By 2005 the FBI received over 200 leads in the case. Most were from outside Arizona, and dozens came from outside the United States, including possible sightings in Canada. Because of Brown's "California surfer dude" appearance and ability to blend into crowds, the FBI has had more leads on Brown than on anyone else on its Ten Most Wanted list, and most of them proved to be false leads. Reporters noted Brown's striking resemblance to actor Sean Penn; one of Penn's body doubles was once arrested by authorities when they mistook him for Brown.

On December 8, 2007, Brown was named by the FBI as the 489th fugitive to be placed on its Ten Most Wanted list. The FBI offered a reward of up to $200,000 for information leading to his capture (the reward was doubled on March 25, 2013). The most recent disclosed credible sighting came in August 2008, near the Hogle Zoo in Salt Lake City. An acquaintance of Brown, someone who went to missionary training with him and accompanied him on his mission to France, recognized him when they were both stopped at a traffic light. Upon their mutual recognition, Brown promptly accelerated through the stoplight and sped away. The witness shared his sighting with the authorities. According to him, Brown had a deeper tan and had longer hair compared to the 2004 photograph on his wanted poster. Brown had previously lived in Salt Lake City and was known to have contacts in the area. Juan Becerra, an FBI special agent in Salt Lake City, suggested that Brown was in Salt Lake City to visit people he knew. "It's very hard for individuals to change the way they live, the way they behave," Becerra said. "This is a guy who stays in shape, likes fitness, likes to look good. We're hoping he's ... been seen at a nightclub or fitness club." He stated that Brown was comfortable outdoors, which may have been another reason for wanting to live in Salt Lake City.
++++++
Proceed with the passage on the FBI's search for Brown, picking up right after its final sentence.

■ RECORDS SUPPLIED:
++++++
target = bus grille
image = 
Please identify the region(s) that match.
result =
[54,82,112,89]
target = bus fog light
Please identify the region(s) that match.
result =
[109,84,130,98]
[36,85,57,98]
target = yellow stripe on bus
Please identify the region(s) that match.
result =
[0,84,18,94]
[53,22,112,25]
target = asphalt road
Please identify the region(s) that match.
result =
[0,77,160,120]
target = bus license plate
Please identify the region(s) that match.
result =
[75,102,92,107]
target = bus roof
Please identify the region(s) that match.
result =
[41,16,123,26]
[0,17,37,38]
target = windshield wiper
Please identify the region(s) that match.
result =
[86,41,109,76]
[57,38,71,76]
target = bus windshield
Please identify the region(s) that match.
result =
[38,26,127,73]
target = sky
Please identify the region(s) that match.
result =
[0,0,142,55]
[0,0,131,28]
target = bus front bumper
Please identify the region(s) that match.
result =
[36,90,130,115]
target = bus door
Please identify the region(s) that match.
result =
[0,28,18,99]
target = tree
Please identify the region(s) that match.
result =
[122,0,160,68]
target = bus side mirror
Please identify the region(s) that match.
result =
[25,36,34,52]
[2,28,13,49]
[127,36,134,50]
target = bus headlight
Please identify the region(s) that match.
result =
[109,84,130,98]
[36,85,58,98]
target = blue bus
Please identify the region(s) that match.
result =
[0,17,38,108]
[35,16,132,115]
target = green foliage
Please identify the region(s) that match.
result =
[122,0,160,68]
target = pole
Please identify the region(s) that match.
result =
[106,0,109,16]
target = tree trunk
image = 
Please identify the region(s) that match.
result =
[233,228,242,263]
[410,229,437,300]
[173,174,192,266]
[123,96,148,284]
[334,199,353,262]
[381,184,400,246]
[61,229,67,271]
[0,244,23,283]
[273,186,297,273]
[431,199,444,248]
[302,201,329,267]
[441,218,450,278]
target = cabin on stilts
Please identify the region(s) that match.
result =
++++++
■ RESPONSE:
Investigators believe that Brown may be hiding in plain sight in the Mormon community under an assumed identity, living with a partner who might not know his real identity, or may have fled the country to live in France, Quebec (Canada) or Thailand.

===In the media===

Brown's story has been covered extensively in the media on shows such as Dateline and American Greed. This story also inspired writer and director Matthew Gentile with his feature film debut, American Murderer, which was released theatrically in 2022 by Lionsgate and Universal and starred Tom Pelphrey, Ryan Phillippe, Idina Menzel, and Jacki Weaver. The film received positive reviews (with praise aimed towards Pelphrey's performance) and topped streaming charts in 45+ countries worldwide.

A documentary about the killing of Palomares, The Coward, was released in September 2026.